● **Required action 1**
In the text about the coffee-bean sculpture made for Macmillan, how much did the sculpture raise at auction?
● **Required action 2**
Continue the text about the coffee-bean sculpture made for Macmillan from where it stops.

---------- Provided text

Macmillan improves the lives of people affected by cancer. They provide practical, medical and financial support and push for better cancer care. My stepfather, David lloyd-Jacob, died of a brain tumor in 2009. Macmillan were there for him.
I produced "Wake Up and Smell The Coffee" in 2007 specially for the Macmillan DeLonghi charity auction. Cast out of real coffee beans, this sensual sculpture begs you to wake up and touch her curves and smell the gentle aroma of roasted coffee. Mounted on a polished travertine base she looked beautiful, like coffee and cream or a "brewty" according the Sun headline!
Whilst on display in Peter Jones window, alongside works donated by Damien Hirst and Tracey Emin, the heat from the sun through the glass caused the surface to bubble and blister. It was like she was developing skin cancer. Rather than crying about it I saw this happy accident as a perfect tribute to Macmillan and their great work with cancer sufferers. I'm delighted to say that in spite of these blisters or perhaps because of them the sculpture made £3500, which was £1000 more than the estimate.

--------------------
---------- Excerpted records

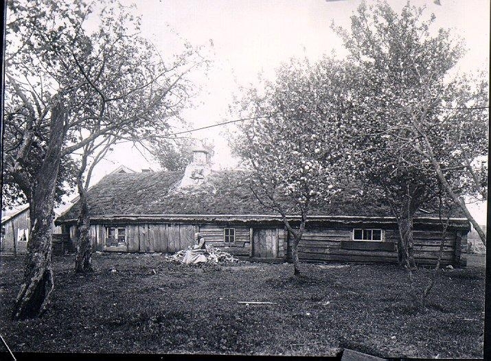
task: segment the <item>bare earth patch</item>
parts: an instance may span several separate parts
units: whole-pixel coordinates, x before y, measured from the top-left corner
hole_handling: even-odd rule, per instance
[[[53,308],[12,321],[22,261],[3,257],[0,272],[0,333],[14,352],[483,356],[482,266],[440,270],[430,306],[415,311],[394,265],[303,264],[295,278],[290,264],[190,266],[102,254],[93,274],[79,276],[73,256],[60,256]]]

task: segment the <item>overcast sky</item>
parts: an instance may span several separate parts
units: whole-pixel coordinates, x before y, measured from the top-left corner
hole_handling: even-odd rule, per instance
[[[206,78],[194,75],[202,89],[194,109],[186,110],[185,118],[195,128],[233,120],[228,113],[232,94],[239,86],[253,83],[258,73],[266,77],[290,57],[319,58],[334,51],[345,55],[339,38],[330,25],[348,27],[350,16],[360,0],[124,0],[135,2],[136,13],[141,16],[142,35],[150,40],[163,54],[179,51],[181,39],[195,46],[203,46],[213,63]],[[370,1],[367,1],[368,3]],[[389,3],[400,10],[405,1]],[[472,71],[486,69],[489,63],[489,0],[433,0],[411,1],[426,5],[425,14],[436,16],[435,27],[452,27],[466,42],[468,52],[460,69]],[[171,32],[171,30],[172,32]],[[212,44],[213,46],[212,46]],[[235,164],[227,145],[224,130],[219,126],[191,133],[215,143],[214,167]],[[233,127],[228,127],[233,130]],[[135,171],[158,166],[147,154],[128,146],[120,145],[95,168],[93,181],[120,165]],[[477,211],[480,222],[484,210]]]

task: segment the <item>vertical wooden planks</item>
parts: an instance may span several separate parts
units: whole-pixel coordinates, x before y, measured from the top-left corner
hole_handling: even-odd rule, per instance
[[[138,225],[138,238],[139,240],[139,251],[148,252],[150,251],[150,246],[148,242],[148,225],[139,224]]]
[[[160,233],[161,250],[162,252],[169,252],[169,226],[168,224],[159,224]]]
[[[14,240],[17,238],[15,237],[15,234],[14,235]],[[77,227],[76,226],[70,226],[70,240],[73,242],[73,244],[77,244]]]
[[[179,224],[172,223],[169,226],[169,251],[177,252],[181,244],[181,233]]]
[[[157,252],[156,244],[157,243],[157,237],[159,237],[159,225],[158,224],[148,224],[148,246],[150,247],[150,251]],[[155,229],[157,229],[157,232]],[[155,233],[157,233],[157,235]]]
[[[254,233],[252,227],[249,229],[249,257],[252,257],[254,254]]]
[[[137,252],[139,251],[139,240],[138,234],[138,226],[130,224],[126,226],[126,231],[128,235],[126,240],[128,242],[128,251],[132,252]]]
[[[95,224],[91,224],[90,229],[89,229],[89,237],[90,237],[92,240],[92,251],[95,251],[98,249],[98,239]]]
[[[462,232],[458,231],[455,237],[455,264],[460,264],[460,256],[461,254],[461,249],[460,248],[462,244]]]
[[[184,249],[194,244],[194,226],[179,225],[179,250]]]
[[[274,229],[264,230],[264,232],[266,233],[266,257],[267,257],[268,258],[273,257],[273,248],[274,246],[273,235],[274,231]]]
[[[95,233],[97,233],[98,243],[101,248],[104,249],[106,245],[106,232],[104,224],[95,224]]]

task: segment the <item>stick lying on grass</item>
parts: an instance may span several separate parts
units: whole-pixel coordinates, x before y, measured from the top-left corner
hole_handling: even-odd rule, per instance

--------------------
---------- Excerpted records

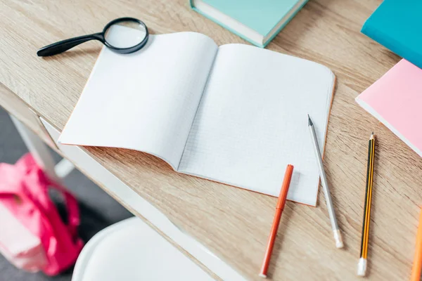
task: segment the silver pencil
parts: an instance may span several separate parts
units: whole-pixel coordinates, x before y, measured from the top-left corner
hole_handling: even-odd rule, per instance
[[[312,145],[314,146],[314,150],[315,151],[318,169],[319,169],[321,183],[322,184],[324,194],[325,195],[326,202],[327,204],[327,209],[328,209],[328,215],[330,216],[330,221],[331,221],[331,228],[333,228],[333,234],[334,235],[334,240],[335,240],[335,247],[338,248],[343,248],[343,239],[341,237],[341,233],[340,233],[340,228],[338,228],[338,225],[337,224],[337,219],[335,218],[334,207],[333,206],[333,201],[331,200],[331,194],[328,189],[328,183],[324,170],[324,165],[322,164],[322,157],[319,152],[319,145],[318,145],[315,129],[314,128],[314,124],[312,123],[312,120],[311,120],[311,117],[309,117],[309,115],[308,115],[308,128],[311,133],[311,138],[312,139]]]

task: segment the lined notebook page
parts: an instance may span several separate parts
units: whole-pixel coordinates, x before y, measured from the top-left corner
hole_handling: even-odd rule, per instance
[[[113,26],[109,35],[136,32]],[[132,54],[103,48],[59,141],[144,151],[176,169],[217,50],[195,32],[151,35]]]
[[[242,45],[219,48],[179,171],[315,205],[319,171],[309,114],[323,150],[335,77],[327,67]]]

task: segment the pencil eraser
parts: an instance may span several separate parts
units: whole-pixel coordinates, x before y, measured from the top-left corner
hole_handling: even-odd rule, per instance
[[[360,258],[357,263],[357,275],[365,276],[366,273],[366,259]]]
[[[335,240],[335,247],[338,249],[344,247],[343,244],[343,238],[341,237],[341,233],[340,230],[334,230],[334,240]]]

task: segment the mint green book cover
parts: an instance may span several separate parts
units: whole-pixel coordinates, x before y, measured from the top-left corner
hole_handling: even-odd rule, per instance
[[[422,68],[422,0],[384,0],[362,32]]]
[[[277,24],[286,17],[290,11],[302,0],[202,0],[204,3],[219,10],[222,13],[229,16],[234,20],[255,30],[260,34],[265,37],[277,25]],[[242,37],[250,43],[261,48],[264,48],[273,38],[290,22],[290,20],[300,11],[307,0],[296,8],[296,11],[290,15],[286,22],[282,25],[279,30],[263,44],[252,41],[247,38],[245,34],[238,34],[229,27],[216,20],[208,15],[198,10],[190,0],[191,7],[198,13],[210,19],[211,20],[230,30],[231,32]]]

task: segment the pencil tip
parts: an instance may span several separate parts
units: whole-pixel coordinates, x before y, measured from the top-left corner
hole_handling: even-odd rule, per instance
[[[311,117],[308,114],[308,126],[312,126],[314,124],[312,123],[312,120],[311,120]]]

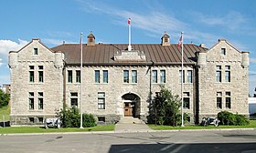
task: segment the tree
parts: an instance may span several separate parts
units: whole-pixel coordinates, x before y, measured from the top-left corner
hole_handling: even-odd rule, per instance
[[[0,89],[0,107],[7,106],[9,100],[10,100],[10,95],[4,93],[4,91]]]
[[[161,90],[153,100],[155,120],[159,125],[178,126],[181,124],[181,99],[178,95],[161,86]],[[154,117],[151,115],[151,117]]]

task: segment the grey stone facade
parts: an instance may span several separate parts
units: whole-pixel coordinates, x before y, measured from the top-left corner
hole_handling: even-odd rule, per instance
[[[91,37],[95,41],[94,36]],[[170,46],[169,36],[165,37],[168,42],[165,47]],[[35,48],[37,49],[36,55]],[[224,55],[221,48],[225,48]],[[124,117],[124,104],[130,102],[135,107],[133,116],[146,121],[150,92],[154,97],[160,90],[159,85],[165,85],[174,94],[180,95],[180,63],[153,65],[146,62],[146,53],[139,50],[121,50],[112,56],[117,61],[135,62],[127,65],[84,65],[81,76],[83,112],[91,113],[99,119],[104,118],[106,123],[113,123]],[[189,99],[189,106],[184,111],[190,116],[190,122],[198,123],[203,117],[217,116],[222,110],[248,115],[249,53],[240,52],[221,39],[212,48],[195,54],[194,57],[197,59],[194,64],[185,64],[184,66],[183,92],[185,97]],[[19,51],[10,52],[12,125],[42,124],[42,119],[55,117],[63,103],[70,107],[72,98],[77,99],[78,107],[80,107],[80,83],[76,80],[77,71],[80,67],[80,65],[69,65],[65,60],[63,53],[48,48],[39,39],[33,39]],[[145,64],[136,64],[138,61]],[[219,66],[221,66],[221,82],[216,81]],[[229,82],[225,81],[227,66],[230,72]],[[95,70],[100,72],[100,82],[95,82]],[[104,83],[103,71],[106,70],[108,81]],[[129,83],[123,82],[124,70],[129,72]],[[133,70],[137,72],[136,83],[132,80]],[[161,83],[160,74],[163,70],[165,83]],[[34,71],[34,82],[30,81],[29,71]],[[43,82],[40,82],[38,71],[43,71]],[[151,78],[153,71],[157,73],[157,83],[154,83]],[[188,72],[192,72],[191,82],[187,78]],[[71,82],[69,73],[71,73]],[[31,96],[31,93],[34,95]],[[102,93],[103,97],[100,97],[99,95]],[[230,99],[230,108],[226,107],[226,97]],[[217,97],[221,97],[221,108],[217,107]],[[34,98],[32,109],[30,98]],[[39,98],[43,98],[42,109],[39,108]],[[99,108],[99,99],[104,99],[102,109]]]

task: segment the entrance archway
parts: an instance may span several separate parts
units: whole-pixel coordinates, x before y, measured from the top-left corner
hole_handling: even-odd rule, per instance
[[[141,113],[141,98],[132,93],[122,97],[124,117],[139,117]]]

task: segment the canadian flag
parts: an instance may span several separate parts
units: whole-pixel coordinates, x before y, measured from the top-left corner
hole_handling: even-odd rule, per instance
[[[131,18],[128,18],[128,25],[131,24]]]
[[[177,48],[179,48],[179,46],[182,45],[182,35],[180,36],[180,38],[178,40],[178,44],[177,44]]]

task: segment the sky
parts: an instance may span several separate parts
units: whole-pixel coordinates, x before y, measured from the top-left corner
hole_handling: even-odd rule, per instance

--------------------

● **Response 1**
£3500, which was £1000 more than the estimate.

● **Response 2**
In 2009 I donated another sculpture to the Macmillan DeLonghi charity art auction. This time it was a bronze miniature of my award winning sculpture "The Impossibility of Passion".
All proceeds raised by the auctions contributed directly to the total raised from Macmillan’s World’s Biggest Coffee Morning to help improve the lives of people living with cancer.